To do
Exact copies are required of the lines from the line containing "Query: shirt collar" through the final line of the listing, both included, and of no other lines.

Available data
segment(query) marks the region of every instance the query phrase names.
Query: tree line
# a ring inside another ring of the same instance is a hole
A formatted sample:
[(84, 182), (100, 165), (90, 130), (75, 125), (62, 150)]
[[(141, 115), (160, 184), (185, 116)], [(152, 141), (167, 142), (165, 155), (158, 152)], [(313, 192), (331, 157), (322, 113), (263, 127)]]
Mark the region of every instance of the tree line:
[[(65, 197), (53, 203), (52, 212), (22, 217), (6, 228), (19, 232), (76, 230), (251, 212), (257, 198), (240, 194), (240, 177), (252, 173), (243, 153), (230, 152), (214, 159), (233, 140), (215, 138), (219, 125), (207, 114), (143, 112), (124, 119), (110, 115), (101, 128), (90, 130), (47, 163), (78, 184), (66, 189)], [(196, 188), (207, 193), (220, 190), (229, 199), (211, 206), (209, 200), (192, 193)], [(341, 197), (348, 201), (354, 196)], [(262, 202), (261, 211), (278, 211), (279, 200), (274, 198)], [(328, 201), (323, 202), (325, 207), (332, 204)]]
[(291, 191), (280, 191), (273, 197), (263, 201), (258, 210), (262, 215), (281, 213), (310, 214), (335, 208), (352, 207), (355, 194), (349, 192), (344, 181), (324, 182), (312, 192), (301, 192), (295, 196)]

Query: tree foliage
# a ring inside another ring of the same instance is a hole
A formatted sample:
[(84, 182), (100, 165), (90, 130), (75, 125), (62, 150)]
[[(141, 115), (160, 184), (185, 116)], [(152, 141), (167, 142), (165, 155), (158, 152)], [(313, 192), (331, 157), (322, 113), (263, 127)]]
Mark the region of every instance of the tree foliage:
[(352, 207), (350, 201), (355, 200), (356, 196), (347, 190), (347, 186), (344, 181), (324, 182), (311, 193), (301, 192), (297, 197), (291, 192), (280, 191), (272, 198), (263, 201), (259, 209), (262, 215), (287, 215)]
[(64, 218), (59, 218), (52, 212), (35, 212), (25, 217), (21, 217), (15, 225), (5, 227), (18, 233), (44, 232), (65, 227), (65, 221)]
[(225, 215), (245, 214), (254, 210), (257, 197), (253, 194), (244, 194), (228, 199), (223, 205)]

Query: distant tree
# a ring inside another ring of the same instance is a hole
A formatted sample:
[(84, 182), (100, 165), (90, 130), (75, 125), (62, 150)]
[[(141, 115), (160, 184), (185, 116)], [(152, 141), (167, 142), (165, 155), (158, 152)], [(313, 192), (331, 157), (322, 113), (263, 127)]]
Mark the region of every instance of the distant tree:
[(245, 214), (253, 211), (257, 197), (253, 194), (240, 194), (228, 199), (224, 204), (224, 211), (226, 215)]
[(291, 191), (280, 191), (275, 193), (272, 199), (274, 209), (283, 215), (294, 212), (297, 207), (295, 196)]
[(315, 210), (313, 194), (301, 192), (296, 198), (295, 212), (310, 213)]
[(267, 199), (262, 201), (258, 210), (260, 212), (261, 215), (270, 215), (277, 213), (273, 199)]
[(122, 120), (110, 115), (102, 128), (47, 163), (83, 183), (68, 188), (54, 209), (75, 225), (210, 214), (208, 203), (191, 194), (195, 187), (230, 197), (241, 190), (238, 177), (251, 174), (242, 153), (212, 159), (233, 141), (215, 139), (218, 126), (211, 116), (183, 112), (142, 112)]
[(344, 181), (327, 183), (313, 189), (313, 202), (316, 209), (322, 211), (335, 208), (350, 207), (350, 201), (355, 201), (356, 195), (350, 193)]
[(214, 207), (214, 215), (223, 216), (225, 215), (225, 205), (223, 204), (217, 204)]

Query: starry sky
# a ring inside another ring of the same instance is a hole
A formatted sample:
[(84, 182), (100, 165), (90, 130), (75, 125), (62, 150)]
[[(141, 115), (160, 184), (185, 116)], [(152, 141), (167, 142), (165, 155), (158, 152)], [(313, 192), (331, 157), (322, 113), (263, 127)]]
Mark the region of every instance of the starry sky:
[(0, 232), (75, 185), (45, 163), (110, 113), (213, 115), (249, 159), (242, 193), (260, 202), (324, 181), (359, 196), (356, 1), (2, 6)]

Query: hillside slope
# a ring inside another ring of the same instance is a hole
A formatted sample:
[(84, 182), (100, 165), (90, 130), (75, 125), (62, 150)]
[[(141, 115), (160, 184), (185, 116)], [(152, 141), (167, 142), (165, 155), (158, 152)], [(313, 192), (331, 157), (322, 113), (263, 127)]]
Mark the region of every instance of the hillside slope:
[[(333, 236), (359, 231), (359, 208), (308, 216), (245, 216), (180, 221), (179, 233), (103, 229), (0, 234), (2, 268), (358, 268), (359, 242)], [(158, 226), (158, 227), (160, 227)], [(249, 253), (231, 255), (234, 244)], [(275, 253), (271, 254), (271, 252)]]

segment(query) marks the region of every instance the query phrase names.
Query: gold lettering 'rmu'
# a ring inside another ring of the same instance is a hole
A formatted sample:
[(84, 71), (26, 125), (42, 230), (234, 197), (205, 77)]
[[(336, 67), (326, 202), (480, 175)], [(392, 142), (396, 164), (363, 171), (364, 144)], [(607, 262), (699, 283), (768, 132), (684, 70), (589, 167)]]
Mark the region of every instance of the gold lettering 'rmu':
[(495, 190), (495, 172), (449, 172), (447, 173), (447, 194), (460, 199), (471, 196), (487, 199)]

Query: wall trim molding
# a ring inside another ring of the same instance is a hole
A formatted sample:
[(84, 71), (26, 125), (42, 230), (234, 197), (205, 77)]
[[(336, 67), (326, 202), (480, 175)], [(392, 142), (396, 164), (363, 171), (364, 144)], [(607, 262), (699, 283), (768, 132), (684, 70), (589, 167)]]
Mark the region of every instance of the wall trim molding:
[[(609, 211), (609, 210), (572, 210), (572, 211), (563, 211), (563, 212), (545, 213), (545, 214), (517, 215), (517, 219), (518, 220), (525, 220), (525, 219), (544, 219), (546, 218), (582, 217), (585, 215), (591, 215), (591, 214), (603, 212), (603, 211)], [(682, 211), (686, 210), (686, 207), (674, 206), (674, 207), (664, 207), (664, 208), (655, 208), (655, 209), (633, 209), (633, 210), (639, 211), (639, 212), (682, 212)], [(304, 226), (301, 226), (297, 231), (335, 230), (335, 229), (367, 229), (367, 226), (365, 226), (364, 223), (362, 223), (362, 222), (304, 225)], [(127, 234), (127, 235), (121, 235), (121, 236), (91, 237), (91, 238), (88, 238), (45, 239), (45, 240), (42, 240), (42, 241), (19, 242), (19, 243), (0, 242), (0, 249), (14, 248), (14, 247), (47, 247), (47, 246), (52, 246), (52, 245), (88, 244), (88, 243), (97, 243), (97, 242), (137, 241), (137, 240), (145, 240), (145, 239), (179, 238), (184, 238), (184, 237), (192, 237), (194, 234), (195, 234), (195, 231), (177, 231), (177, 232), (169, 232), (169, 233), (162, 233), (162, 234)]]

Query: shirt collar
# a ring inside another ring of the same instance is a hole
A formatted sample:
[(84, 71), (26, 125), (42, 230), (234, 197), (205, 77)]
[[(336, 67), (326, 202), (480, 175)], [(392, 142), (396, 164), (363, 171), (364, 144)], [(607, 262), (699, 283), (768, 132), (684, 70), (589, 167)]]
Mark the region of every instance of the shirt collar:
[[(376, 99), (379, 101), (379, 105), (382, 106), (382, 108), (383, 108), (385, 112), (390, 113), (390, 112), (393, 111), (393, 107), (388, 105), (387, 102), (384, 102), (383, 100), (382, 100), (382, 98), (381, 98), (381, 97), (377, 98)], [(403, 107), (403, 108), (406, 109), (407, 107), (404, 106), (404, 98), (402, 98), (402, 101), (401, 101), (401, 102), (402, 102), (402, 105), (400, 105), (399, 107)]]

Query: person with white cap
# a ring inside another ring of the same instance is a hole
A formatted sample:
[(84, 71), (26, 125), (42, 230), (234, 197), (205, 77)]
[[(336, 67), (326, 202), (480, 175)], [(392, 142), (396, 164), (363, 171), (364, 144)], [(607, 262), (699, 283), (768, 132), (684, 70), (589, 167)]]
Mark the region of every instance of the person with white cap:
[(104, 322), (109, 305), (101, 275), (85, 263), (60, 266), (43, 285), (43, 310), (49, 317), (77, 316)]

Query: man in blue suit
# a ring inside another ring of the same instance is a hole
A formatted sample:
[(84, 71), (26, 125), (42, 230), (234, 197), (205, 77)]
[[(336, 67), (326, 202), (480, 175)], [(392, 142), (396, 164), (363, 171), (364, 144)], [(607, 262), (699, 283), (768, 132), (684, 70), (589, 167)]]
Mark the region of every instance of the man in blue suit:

Solved problem
Query: shirt collar
# a ring inside another ring of the same instance is a hole
A formatted sample:
[(84, 71), (26, 125), (42, 230), (234, 197), (205, 77)]
[[(336, 67), (326, 202), (480, 175)], [(392, 142), (396, 164), (363, 171), (364, 144)], [(607, 262), (699, 283), (768, 132), (684, 70), (589, 167)]]
Mark the region of every instance of the shirt collar:
[[(376, 99), (379, 101), (379, 105), (382, 106), (382, 108), (383, 108), (385, 112), (390, 113), (390, 112), (393, 111), (393, 107), (388, 105), (387, 102), (384, 102), (383, 100), (382, 100), (382, 98), (381, 98), (381, 97), (377, 98)], [(403, 107), (403, 108), (406, 109), (407, 107), (404, 106), (404, 98), (402, 98), (402, 101), (401, 101), (401, 102), (402, 102), (402, 105), (400, 105), (399, 107)]]

Query: person with white cap
# a ring inside another ring of the same instance is a hole
A formatted sample:
[(84, 71), (26, 125), (42, 230), (234, 197), (205, 77)]
[[(336, 67), (326, 202), (480, 175)], [(392, 142), (396, 164), (363, 171), (364, 144)], [(607, 262), (699, 283), (768, 132), (684, 70), (589, 167)]]
Mark the region of every instance of the person with white cap:
[(104, 322), (109, 305), (101, 275), (85, 263), (60, 266), (43, 285), (43, 310), (49, 317), (77, 316)]

Query: man in blue suit
# a ring inside another ring of the same instance is a hole
A formatted sample:
[(84, 71), (26, 125), (42, 230), (234, 197), (205, 77)]
[[(336, 67), (326, 202), (480, 175)], [(392, 142), (396, 164), (363, 171), (364, 144)], [(607, 262), (699, 283), (768, 132), (684, 70), (589, 167)]]
Mark the region of every instance of the man in blue suit:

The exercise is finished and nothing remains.